-- TEXTE AFFICHÉ --
Enceinte ferroviaire
Cour de cassation, criminelle, Chambre criminelle, 20 avril 2022
N° de pourvoi : 21-83.925
ECLI:FR:CCASS:2022:CR00485
Non publié au bulletin
Solution : Cassation
Audience publique du mercredi 20 avril 2022
Décision attaquée : Cour d’appel de Paris, du 20 mai 2021
Président
M. Soulard (président)
Avocat(s)
SARL Cabinet Munier-Apaire, SARL Meier-Bourdeau, Lécuyer et associés, SCP Gatineau, Fattaccini et Rebeyrol
Texte intégral
RÉPUBLIQUE FRANCAISE
AU NOM DU PEUPLE FRANCAIS
LA COUR DE CASSATION, CHAMBRE CRIMINELLE, a rendu l’arrêt suivant :
N° H 21-83.925 F-D
N° 00485
SL2
20 AVRIL 2022
CASSATION
M. SOULARD président,
R É P U B L I Q U E F R A N Ç A I S E
AU NOM DU PEUPLE FRANÇAIS
ARRÊT DE LA COUR DE CASSATION, CHAMBRE CRIMINELLE,
DU 20 AVRIL 2022
La société nationale [8], venant aux droits de l’établissement public la [7], a formé un pourvoi contre l’arrêt de la cour d’appel de Paris, chambre 2-13, en date du 20 mai 2021, qui, sur renvoi après cassation (Crim., 8 août 2018, n° 17-81.957), pour marchandage, l’a condamnée à 30 000 euros d’amende, et a prononcé sur les intérês civils.
Des mémoires ont été produits, en demande et en défense.
Sur le rapport de Mme Labrousse, conseiller, les observations de la SARLU Cabinet Munier-Apaire, avocat de la société Nationale [8], les observations de la SCP Gatineau, Fattaccini et Rebeyrol, avocat de la société [4], les observations de la SARL Meier-Bourdeau, Lécuyer et associés, avocat des defendeurs, et les conclusions de M. Croizier, avocat général, après débats en l’audience publique du 22 mars 2022 où étaient présents M. Soulard, président, Mme Labrousse, conseiller rapporteur, M. Bonnal, conseiller de la chambre, et Mme Lavaud, greffier de chambre,
la chambre criminelle de la Cour de cassation, composée en application de l’article 567-1-1 du code de procédure pénale, des président et conseillers précités, après en avoir délibéré conformément à la loi, a rendu le présent arrêt.
Faits et procédure
1. Il résulte de l’arrêt attaqué et des pièces de procédure ce qui suit.

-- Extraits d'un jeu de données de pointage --
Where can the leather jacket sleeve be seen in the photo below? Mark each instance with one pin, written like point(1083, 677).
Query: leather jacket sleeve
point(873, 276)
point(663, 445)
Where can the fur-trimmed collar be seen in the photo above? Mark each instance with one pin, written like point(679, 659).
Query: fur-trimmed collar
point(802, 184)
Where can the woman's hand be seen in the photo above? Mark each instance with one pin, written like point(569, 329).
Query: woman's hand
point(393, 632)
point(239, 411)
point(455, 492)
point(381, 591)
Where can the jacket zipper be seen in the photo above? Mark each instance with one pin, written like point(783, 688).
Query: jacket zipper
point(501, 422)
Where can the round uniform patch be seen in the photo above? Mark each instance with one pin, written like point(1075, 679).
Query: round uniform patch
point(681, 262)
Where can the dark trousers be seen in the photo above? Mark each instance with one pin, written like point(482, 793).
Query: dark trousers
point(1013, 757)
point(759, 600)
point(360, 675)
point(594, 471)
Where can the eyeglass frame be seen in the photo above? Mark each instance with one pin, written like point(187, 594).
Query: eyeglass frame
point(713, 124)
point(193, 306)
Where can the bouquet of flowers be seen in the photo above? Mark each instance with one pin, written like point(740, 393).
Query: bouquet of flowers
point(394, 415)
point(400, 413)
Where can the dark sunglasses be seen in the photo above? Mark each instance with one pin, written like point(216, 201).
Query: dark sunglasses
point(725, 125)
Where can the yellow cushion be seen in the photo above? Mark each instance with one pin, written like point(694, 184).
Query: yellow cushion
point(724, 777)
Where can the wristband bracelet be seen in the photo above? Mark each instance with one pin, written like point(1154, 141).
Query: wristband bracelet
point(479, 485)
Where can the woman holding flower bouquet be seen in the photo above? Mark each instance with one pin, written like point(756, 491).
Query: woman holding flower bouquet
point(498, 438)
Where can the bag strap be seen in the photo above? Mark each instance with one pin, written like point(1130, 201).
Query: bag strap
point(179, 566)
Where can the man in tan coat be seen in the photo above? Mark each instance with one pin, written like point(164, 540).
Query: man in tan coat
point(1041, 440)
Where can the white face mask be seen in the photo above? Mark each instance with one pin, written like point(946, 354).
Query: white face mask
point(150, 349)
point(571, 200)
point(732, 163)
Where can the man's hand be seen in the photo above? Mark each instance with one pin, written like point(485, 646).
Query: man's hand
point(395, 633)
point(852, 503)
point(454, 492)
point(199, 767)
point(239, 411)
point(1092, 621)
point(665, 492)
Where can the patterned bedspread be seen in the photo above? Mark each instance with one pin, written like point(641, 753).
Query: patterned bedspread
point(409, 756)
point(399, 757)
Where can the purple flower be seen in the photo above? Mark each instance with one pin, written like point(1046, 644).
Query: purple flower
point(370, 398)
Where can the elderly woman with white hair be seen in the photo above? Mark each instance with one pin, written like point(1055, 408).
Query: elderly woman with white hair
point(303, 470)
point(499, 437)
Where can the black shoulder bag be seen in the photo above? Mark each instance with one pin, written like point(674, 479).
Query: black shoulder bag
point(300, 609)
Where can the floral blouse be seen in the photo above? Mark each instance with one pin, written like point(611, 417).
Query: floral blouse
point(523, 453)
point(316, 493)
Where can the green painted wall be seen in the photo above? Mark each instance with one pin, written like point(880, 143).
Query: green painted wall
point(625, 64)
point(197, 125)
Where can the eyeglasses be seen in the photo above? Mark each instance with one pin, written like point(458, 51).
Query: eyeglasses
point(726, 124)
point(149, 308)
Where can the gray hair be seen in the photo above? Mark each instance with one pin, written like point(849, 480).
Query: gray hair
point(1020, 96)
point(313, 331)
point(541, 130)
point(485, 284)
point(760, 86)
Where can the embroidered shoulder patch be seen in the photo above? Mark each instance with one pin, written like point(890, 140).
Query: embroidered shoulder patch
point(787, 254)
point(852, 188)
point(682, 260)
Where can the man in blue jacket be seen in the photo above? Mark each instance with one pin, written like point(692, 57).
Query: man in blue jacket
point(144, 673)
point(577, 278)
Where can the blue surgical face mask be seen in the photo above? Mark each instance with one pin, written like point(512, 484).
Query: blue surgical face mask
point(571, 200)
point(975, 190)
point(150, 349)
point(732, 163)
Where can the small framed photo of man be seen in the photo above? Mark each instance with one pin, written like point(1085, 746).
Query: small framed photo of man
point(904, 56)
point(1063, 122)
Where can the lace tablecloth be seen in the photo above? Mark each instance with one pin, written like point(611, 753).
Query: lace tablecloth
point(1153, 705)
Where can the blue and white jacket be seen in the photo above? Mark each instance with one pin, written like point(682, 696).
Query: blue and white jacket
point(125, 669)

-- CONSIGNES ÉCRITES --
1 - Reprenez le passage de l'arrêt de la Cour de cassation qui va de « Sur le rapport » jusqu'à « ce qui suit. », en renommant « avocat général » en « procureur général ».
2 - Répondez à ces questions sur l'arrêt de la Cour de cassation.
(a) À quel montant d'amende la cour d'appel de Paris a-t-elle condamné la société ?
(b) À quelle date s'est tenue l'audience publique où ont eu lieu les débats ?
(c) Qui occupait la fonction de greffier de chambre ?

-- CORRIGÉS COMPLETS --
1 -
Sur le rapport de Mme Labrousse, conseiller, les observations de la SARLU Cabinet Munier-Apaire, avocat de la société Nationale [8], les observations de la SCP Gatineau, Fattaccini et Rebeyrol, avocat de la société [4], les observations de la SARL Meier-Bourdeau, Lécuyer et associés, avocat des defendeurs, et les conclusions de M. Croizier, procureur général, après débats en l’audience publique du 22 mars 2022 où étaient présents M. Soulard, président, Mme Labrousse, conseiller rapporteur, M. Bonnal, conseiller de la chambre, et Mme Lavaud, greffier de chambre,
la chambre criminelle de la Cour de cassation, composée en application de l’article 567-1-1 du code de procédure pénale, des président et conseillers précités, après en avoir délibéré conformément à la loi, a rendu le présent arrêt.
Faits et procédure
1. Il résulte de l’arrêt attaqué et des pièces de procédure ce qui suit.

2 -
(a) 30 000 euros.
(b) Le 22 mars 2022.
(c) Mme Lavaud.